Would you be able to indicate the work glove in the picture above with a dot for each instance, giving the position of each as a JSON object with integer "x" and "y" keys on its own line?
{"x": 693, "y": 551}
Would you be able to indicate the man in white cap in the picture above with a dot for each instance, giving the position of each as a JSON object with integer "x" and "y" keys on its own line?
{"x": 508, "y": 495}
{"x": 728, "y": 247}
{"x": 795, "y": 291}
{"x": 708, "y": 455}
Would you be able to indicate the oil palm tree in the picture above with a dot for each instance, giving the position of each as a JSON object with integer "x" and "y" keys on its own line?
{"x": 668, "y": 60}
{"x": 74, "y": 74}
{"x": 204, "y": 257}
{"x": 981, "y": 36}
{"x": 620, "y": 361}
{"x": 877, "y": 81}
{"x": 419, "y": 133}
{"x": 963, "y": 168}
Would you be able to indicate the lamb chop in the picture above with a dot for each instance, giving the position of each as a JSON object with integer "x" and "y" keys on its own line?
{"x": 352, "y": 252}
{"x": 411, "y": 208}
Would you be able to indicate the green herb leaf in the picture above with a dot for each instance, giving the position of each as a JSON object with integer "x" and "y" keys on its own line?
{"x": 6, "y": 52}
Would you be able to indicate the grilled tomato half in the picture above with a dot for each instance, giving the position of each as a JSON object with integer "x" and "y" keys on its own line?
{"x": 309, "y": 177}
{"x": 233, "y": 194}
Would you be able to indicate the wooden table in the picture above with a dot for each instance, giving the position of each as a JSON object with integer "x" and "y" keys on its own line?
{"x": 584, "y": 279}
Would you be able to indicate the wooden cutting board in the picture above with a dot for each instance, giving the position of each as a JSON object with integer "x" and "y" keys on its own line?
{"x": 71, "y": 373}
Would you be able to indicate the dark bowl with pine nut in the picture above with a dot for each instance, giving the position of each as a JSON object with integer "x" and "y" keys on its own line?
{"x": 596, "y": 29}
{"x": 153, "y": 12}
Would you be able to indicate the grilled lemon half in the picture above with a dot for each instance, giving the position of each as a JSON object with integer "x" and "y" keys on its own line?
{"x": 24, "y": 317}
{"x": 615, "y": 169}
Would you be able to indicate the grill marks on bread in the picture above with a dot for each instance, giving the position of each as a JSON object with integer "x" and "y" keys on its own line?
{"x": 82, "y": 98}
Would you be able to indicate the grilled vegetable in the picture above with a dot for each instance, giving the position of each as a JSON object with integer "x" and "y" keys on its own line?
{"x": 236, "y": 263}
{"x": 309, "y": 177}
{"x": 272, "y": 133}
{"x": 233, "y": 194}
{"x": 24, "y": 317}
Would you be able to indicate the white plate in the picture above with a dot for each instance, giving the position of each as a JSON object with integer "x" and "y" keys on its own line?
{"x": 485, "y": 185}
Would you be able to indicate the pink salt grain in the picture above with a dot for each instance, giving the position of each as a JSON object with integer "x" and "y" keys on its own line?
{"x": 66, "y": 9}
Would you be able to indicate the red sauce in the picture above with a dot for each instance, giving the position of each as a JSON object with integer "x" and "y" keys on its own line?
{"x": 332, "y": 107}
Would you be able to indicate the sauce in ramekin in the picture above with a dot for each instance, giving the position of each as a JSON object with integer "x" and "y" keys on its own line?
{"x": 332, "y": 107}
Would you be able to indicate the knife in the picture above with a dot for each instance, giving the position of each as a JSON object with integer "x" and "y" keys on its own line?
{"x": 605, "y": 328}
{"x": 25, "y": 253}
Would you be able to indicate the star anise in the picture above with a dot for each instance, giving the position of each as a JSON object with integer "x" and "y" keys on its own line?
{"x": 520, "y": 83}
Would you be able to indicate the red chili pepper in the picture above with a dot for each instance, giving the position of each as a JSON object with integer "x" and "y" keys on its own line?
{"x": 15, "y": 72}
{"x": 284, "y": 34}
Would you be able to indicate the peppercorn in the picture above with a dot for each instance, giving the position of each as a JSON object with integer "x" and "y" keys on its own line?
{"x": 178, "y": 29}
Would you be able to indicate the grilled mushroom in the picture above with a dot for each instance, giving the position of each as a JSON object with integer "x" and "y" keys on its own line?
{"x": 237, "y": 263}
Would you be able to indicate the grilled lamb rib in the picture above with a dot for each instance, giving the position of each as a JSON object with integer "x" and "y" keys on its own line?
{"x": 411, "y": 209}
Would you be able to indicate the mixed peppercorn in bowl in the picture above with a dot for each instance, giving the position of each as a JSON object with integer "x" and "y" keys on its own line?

::::

> [Goal]
Copy out the data word for word, starting at the line that contains "Would you be able to indicate the peppercorn" and ending at the final line of the data, with both of those lines included.

> [Right answer]
Would you be able to indicate the peppercorn in the picture above with a dot for each instance, giving the position of each as a JSON object with integer "x" and "y" keys on its own line?
{"x": 178, "y": 29}
Would you be able to indicate the grilled mushroom in the picture above with a dot for each instance, giving the position of each as a JSON object with integer "x" and "y" keys on its own line?
{"x": 237, "y": 263}
Would you be able to indicate the grilled lamb rib in the picture above with a dot for each instance, giving the position of each as a JSON object with integer "x" and "y" keys on its own line?
{"x": 411, "y": 209}
Would you be able to indicate the mixed peppercorn in bowl in the picture above with a dot for each instance, giving the position of each as a JSON object with integer "x" and "y" keys on its own line?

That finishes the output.